Repeat all of the data below word for word, keeping no images.
=== Section Start ===
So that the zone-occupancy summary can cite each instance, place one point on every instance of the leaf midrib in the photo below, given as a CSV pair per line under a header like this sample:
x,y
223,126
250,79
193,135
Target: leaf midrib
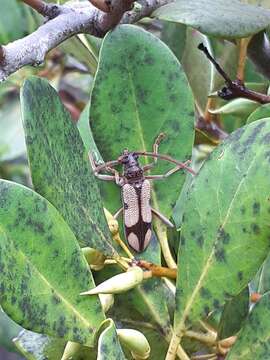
x,y
45,280
208,264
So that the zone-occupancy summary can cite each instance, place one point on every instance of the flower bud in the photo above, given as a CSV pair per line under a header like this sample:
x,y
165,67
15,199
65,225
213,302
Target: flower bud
x,y
119,283
70,350
94,258
136,342
112,222
107,301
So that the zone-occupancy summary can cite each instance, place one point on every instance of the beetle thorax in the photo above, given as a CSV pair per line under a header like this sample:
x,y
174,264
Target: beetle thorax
x,y
132,170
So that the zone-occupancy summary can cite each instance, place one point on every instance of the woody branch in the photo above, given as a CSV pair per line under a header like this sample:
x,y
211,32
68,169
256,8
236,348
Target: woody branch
x,y
64,21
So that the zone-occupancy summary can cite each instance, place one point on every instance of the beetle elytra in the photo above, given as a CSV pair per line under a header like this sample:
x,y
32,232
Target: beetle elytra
x,y
136,191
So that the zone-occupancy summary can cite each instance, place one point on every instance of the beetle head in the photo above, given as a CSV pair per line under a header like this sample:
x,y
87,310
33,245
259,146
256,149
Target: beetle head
x,y
132,169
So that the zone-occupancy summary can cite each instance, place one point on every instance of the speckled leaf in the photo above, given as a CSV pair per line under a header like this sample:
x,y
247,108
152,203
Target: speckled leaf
x,y
42,347
233,315
261,282
216,18
109,192
253,342
59,164
261,112
140,91
42,269
147,303
237,107
225,231
8,330
108,343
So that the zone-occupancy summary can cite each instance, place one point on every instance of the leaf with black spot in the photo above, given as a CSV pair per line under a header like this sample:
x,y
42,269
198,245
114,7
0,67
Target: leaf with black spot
x,y
236,235
43,270
253,342
60,166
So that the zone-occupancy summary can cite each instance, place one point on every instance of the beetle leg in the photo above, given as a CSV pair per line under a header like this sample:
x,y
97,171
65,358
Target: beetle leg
=== Section End ===
### Your solution
So that the zone-occupancy summary can cite each instance, place one point on every instance of the leaf midrib in the photo below, given as a CSV pair per line under a header like this sample:
x,y
223,126
250,79
193,135
Target: leaf midrib
x,y
45,280
208,264
So that the zone-occupancy summary can cite each instance, place one point on every instance of the flower bud in the photo above, given as a CSV pair per line under a header like this sample:
x,y
165,67
15,199
65,225
213,302
Target: flower bud
x,y
119,283
70,350
94,258
136,342
112,222
107,301
So that the zone-occupancy summary can cite each instance, place one point on every instance of the beetle thorax in the photo above, given as a CSV pair per line under a header like this sample:
x,y
174,264
Target: beetle thorax
x,y
132,170
So that the zone-occupancy summary can cite each instance, place one point on every instance of the woody branch in the photo above, given as a CSV pair per line under a header like this sample:
x,y
211,32
68,169
256,8
236,348
Target: woody branch
x,y
64,21
So that the zone-occupancy summary can cite each instance, place one point on every instance of the beetle elytra in the photo above, given as a CSV pair per line under a header like this sample:
x,y
32,232
Target: beetle elytra
x,y
136,191
So that the zone-occupancy summary can cite each instance, place one point on every instance of the beetle head in the photo above, given as a CSV pair per line under a header like this sample:
x,y
87,310
33,245
259,146
256,149
Target: beetle head
x,y
132,169
So that the zone-occupancy summary can cite each instance, place one point on every instance of the speckled leaf in the photo above, given as a CSV pair per line under a header like this sample:
x,y
247,108
152,203
Target: speckled leaf
x,y
42,347
233,315
261,282
216,18
109,192
253,342
59,164
261,112
140,91
42,269
147,303
237,107
225,231
8,330
108,343
So that the zone-occupancy summary can cite each instance, place one point on every instance of the leaf with black spot in the photo above, given as a CSV pair per line under a header like this sample:
x,y
42,269
198,245
114,7
0,67
Target: leaf with black spot
x,y
236,235
43,270
253,342
60,166
So that the zone-occupancy summary can cite each instance, place one point on every instance of the beetle leg in the photo above, given as a CSV pair per line under a header like this sample:
x,y
97,171
65,358
Target: beetle leg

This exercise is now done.